§ **Jobs**
1. Transcribe the text on M2C, starting at "At Level 1, we" and ending at "it fit M2C.".
2. Pick up the text on M2C after its final sentence and continue writing it.

For those outside the M2C bubble, whether inside or outside of the Church, such scrutiny exposes M2C as a hoax.
At Level 1, we don't care whether M2C is a hoax because it's just another faith-based theory that works for some people. Facts and evidence are irrelevant; people believe the Book of Mormon is true purely because they received a spiritual witness. And that's wonderful.
But at Level 2, now that M2C has become the quasi-official position of the Church, it matters a great deal that M2C is a hoax.
Before discussing the hoax problem, let's look at a fundamental theological problem with M2C.
Once M2C is established as the only acceptable setting for the Book of Mormon, one's faith in the Book of Mormon requires one to accept three premises that many members of the Church find unacceptable.
Premise 1: the prophets who taught the New York Cumorah misled the Church.
Premise 2: there is only one way to interpret the text, and that is to make it fit M2C.
Premise 3: the extrinsic evidence supports only M2C.
Premise 1. The problems with Premise 1 should be obvious. We already saw how M2C has led to the de-correlation of the teachings of the prophets, but that's not the only, or even the most serious, impact.

§ **Data rows**
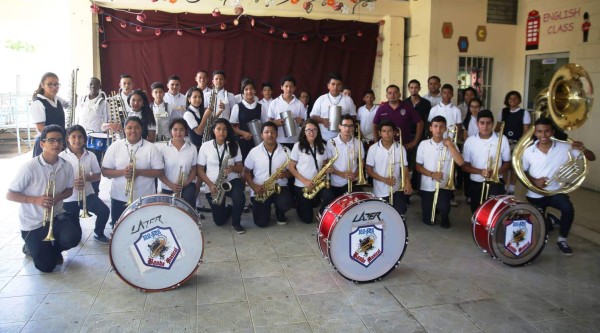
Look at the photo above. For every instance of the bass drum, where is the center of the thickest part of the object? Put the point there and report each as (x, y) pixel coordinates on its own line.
(157, 243)
(509, 230)
(362, 236)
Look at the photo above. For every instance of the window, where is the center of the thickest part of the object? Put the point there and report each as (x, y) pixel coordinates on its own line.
(475, 72)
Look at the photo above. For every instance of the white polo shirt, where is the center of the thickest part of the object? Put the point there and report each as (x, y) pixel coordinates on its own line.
(209, 157)
(176, 103)
(90, 166)
(476, 151)
(278, 106)
(321, 109)
(235, 112)
(31, 180)
(139, 115)
(305, 162)
(222, 95)
(341, 164)
(147, 156)
(379, 158)
(173, 159)
(538, 164)
(428, 155)
(365, 117)
(258, 161)
(92, 113)
(450, 112)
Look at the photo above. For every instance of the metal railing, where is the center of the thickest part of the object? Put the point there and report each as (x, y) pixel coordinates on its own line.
(14, 116)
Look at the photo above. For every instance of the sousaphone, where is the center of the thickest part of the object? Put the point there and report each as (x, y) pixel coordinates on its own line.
(568, 102)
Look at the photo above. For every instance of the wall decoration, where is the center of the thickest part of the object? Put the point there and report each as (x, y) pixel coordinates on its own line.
(481, 33)
(585, 27)
(532, 35)
(463, 44)
(447, 30)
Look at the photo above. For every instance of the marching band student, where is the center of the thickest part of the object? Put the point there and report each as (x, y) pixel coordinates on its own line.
(179, 156)
(470, 126)
(345, 168)
(125, 89)
(117, 166)
(366, 113)
(380, 156)
(320, 110)
(211, 157)
(430, 154)
(243, 113)
(29, 188)
(47, 108)
(286, 102)
(262, 161)
(541, 162)
(224, 100)
(517, 122)
(140, 107)
(202, 81)
(162, 111)
(175, 98)
(307, 158)
(267, 92)
(77, 155)
(480, 154)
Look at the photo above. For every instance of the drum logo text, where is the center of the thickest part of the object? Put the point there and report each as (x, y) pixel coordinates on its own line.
(145, 224)
(158, 247)
(366, 244)
(518, 236)
(367, 217)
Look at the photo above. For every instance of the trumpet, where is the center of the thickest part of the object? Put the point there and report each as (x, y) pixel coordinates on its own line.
(81, 194)
(130, 181)
(49, 212)
(494, 166)
(180, 181)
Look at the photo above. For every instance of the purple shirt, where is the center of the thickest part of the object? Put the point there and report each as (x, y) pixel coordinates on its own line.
(404, 117)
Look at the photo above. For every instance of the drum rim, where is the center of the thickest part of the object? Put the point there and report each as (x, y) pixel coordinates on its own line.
(176, 285)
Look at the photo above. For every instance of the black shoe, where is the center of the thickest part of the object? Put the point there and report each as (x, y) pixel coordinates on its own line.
(26, 250)
(238, 228)
(565, 248)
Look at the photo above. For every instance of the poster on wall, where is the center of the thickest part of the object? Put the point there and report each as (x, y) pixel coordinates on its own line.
(532, 35)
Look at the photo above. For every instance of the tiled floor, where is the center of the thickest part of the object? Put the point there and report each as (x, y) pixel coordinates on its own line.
(275, 280)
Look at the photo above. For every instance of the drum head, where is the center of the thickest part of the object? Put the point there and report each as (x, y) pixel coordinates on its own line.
(156, 246)
(368, 241)
(518, 235)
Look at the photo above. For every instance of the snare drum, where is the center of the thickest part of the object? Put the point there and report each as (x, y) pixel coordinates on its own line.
(157, 244)
(97, 141)
(362, 236)
(510, 230)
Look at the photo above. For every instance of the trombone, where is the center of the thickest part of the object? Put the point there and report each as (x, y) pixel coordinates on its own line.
(494, 166)
(81, 197)
(48, 217)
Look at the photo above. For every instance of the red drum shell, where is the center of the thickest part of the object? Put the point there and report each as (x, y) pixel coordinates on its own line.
(494, 229)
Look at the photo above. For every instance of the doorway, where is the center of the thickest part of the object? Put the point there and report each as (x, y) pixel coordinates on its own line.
(540, 69)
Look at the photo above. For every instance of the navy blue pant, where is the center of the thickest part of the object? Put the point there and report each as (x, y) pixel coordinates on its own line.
(95, 206)
(67, 234)
(563, 204)
(221, 212)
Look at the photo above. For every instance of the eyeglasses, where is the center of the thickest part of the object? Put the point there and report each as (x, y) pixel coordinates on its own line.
(53, 140)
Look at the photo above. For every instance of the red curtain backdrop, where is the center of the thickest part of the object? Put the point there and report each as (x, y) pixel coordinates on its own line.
(129, 46)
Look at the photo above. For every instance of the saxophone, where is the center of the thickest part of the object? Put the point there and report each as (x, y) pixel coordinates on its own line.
(320, 180)
(212, 106)
(270, 185)
(221, 184)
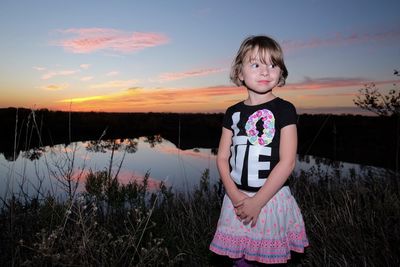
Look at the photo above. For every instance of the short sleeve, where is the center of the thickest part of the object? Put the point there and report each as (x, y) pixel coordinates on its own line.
(288, 114)
(227, 122)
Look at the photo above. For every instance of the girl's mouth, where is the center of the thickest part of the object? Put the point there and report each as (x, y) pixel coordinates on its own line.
(264, 82)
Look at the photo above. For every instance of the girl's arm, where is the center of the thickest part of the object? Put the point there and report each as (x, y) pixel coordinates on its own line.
(223, 167)
(249, 209)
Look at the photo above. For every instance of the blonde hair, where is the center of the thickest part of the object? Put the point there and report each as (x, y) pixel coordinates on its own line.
(264, 45)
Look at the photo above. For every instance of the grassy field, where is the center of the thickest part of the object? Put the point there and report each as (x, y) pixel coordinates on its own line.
(350, 221)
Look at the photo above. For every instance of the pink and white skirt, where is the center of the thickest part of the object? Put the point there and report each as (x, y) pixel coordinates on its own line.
(279, 229)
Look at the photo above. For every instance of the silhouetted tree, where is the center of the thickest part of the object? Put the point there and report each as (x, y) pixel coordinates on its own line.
(370, 98)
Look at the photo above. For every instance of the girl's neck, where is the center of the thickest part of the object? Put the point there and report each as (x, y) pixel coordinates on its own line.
(256, 99)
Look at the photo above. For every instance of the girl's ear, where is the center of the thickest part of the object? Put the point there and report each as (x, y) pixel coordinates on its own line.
(240, 76)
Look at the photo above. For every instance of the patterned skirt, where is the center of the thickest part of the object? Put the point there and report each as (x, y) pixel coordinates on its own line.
(279, 229)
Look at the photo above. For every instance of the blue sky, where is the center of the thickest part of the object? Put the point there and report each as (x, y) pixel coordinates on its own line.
(175, 55)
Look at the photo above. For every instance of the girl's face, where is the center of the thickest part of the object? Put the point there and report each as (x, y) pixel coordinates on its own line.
(259, 74)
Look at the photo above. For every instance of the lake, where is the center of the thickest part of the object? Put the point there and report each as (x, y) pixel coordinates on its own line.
(47, 170)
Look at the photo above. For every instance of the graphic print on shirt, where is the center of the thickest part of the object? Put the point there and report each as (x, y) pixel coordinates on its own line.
(252, 148)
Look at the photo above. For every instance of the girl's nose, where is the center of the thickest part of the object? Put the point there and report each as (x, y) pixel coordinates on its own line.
(264, 70)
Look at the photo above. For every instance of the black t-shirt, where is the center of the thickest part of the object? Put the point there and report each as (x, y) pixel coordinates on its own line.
(255, 141)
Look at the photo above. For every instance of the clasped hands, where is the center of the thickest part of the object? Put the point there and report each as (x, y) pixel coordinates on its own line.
(247, 210)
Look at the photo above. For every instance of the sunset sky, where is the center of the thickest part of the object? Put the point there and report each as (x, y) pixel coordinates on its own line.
(175, 56)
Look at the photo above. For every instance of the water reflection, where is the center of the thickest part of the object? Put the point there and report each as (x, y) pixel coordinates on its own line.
(62, 169)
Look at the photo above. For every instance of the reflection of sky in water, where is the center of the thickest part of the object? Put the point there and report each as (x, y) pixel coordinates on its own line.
(181, 169)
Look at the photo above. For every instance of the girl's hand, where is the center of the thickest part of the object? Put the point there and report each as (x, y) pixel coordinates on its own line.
(248, 210)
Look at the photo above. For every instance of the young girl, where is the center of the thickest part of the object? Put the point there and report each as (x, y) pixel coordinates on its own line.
(260, 220)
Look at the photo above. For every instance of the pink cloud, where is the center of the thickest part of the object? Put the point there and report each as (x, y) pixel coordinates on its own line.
(94, 39)
(51, 74)
(339, 39)
(323, 83)
(171, 76)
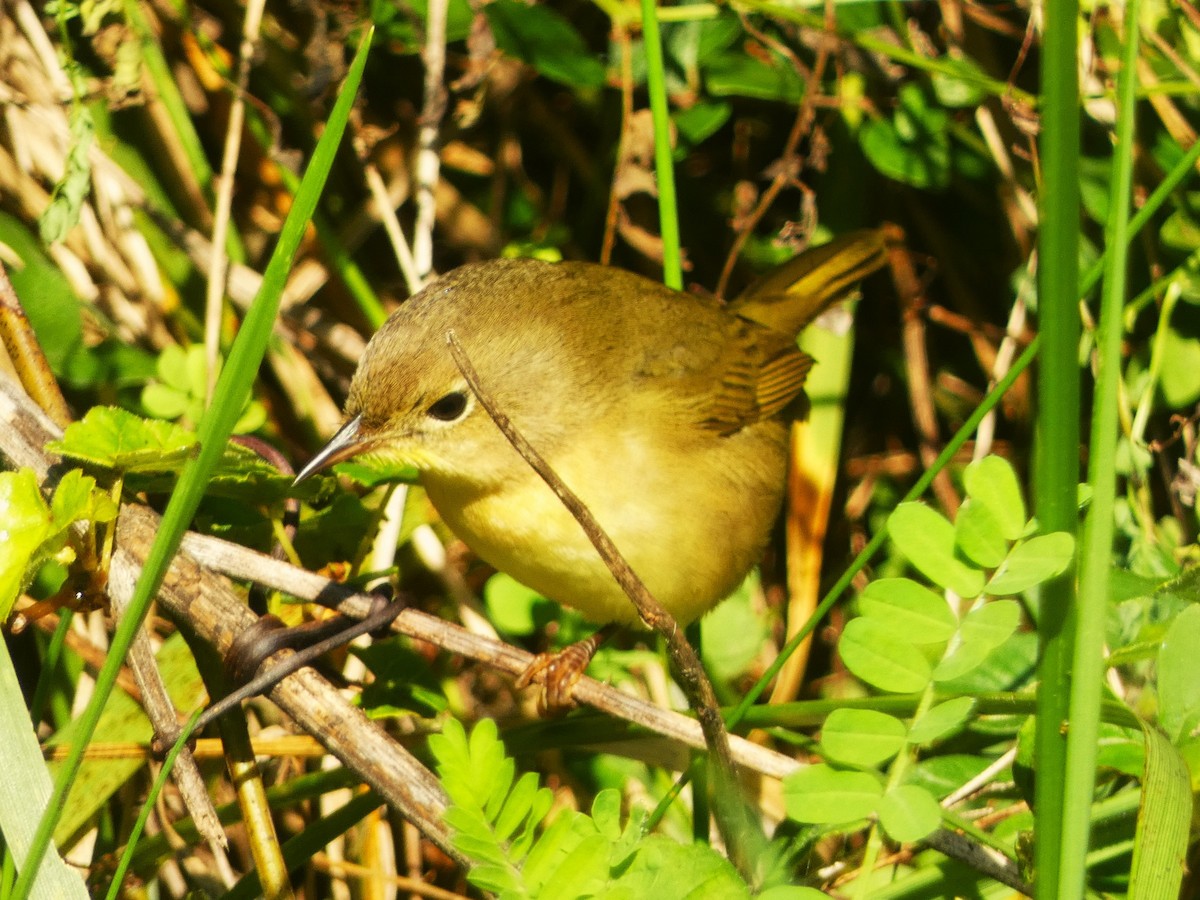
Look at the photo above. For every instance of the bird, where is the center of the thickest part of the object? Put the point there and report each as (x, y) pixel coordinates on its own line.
(665, 412)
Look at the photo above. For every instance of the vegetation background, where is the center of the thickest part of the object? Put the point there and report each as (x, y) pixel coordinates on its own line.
(1011, 144)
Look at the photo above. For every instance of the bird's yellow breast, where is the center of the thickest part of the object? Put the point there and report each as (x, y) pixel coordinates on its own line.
(690, 516)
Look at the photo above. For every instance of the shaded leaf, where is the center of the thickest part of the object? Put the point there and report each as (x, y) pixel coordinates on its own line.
(1179, 676)
(909, 814)
(544, 39)
(941, 720)
(822, 795)
(862, 737)
(979, 535)
(993, 483)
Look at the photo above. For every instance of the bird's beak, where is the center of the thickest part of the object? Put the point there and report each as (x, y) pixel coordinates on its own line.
(345, 444)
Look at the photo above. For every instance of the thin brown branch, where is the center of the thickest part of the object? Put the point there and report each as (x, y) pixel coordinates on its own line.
(736, 825)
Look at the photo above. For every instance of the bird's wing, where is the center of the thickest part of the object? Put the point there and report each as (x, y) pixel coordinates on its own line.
(760, 375)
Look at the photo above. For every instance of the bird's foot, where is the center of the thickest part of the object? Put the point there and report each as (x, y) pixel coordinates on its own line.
(559, 672)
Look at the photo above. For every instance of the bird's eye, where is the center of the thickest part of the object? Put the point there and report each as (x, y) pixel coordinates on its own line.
(449, 407)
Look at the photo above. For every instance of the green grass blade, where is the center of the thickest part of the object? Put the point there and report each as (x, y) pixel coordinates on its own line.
(25, 787)
(1056, 467)
(1096, 550)
(664, 166)
(233, 388)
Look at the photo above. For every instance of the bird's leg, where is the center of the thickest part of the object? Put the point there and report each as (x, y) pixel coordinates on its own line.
(561, 671)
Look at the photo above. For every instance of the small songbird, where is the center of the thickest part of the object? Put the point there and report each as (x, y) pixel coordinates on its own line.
(666, 413)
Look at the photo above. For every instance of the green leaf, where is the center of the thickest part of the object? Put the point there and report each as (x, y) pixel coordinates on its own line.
(741, 75)
(941, 720)
(1179, 676)
(862, 737)
(873, 652)
(511, 606)
(927, 539)
(1164, 815)
(979, 535)
(910, 610)
(983, 630)
(33, 532)
(822, 795)
(544, 39)
(993, 483)
(910, 814)
(958, 90)
(1180, 382)
(1032, 562)
(66, 203)
(733, 634)
(118, 439)
(913, 145)
(24, 527)
(163, 401)
(701, 121)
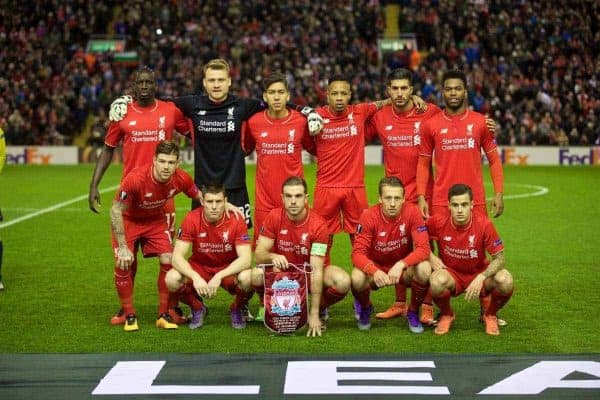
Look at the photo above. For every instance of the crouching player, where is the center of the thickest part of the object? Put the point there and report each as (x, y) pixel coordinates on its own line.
(463, 238)
(295, 234)
(392, 245)
(221, 251)
(137, 219)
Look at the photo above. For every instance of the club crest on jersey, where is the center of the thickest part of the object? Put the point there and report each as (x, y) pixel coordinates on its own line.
(470, 129)
(286, 297)
(471, 240)
(304, 238)
(417, 126)
(402, 229)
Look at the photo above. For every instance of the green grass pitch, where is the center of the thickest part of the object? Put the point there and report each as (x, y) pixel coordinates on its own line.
(58, 269)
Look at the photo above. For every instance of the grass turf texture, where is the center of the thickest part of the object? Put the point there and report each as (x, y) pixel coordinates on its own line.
(58, 268)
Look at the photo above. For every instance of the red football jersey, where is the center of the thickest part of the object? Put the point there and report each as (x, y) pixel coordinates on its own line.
(462, 248)
(455, 142)
(382, 241)
(341, 146)
(144, 197)
(213, 245)
(142, 129)
(400, 137)
(278, 144)
(294, 239)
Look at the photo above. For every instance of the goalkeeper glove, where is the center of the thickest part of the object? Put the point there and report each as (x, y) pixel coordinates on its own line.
(118, 108)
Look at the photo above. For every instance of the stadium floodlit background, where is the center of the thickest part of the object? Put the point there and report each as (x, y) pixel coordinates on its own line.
(532, 66)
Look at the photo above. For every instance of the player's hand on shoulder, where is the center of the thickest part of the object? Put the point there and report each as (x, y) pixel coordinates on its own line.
(118, 108)
(315, 123)
(279, 261)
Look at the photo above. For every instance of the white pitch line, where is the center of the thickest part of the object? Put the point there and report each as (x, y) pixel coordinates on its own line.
(51, 208)
(540, 191)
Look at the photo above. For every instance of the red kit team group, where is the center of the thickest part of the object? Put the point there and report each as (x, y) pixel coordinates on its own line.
(392, 241)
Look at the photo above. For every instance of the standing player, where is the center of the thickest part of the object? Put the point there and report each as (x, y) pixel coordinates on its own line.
(278, 135)
(340, 195)
(463, 238)
(220, 252)
(398, 128)
(148, 122)
(295, 234)
(2, 161)
(455, 138)
(391, 246)
(137, 220)
(217, 118)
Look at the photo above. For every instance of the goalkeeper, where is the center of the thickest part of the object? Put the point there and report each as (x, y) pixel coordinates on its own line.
(217, 119)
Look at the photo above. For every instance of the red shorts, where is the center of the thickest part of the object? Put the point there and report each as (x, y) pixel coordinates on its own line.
(228, 283)
(152, 235)
(169, 210)
(340, 207)
(259, 219)
(445, 211)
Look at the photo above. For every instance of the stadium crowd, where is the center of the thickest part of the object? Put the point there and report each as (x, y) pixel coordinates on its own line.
(533, 66)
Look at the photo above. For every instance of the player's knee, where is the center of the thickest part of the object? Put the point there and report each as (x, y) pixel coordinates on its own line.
(244, 279)
(173, 280)
(257, 277)
(504, 281)
(358, 279)
(439, 281)
(423, 272)
(341, 281)
(164, 258)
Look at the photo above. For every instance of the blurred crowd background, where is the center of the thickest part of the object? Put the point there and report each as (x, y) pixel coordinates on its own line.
(533, 66)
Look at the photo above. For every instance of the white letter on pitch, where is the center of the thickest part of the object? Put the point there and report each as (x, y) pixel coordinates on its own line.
(545, 375)
(321, 377)
(136, 377)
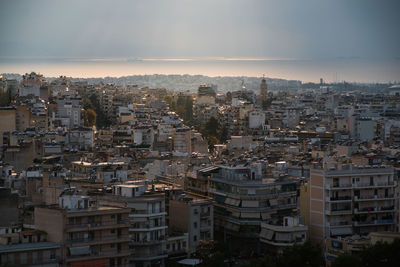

§ **Answers given**
1.
At Level 1, we don't care whether M2C is a hoax because it's just another faith-based theory that works for some people. Facts and evidence are irrelevant; people believe the Book of Mormon is true purely because they received a spiritual witness. And that's wonderful.
But at Level 2, now that M2C has become the quasi-official position of the Church, it matters a great deal that M2C is a hoax.
Before discussing the hoax problem, let's look at a fundamental theological problem with M2C.
Once M2C is established as the only acceptable setting for the Book of Mormon, one's faith in the Book of Mormon requires one to accept three premises that many members of the Church find unacceptable.
Premise 1: the prophets who taught the New York Cumorah misled the Church.
Premise 2: there is only one way to interpret the text, and that is to make it fit M2C.

2.
Once the M2C intellectuals persuade Church members (and nonmembers) that Church leaders misled the Church about the New York Cumorah, it is easy to persuade people that the prophets could be wrong about lots of things.
Currently, the most glaring ramification of repudiating the prophets is the peep stone-in-a-hat narrative, which, like M2C, claims that Joseph, Oliver and all their successors misled Church members. In this case, the intellectuals say Joseph and Oliver were wrong about the translation of the Book of Mormon.
Now we're expected to believe that, instead of translating the engravings on the plates with the Urim and Thummim that came with the plates, Joseph simply read words that appeared on a peep stone he put in a hat. The words were provided by an unknown "intermediate translator" and the peep stone acted as a metaphysical teleprompter. Joseph didn't even use the plates. When he and Oliver consistently said that Joseph used the plates and the Urim and Thummim that came with the plates, they misled the Church, just like they did with the New York Cumorah.
The peep stone theory originated in the early 1830s and was expressly contradicted by Joseph and Oliver, but, as with M2C, certain intellectuals in the Church have persuaded people to accept the peep stone theory anyway.
For many faithful Church members, this is a big problem. For others, it's not a problem because their spiritual testimony trumps everything else; they put questions "on a shelf" and proceed as if the questions didn't exist. And that's fine. That's the same approach taken by most people in the world who adhere to their beliefs. But fewer and fewer people (especially younger generations) are satisfied with putting obvious questions "on a shelf" to be ignored.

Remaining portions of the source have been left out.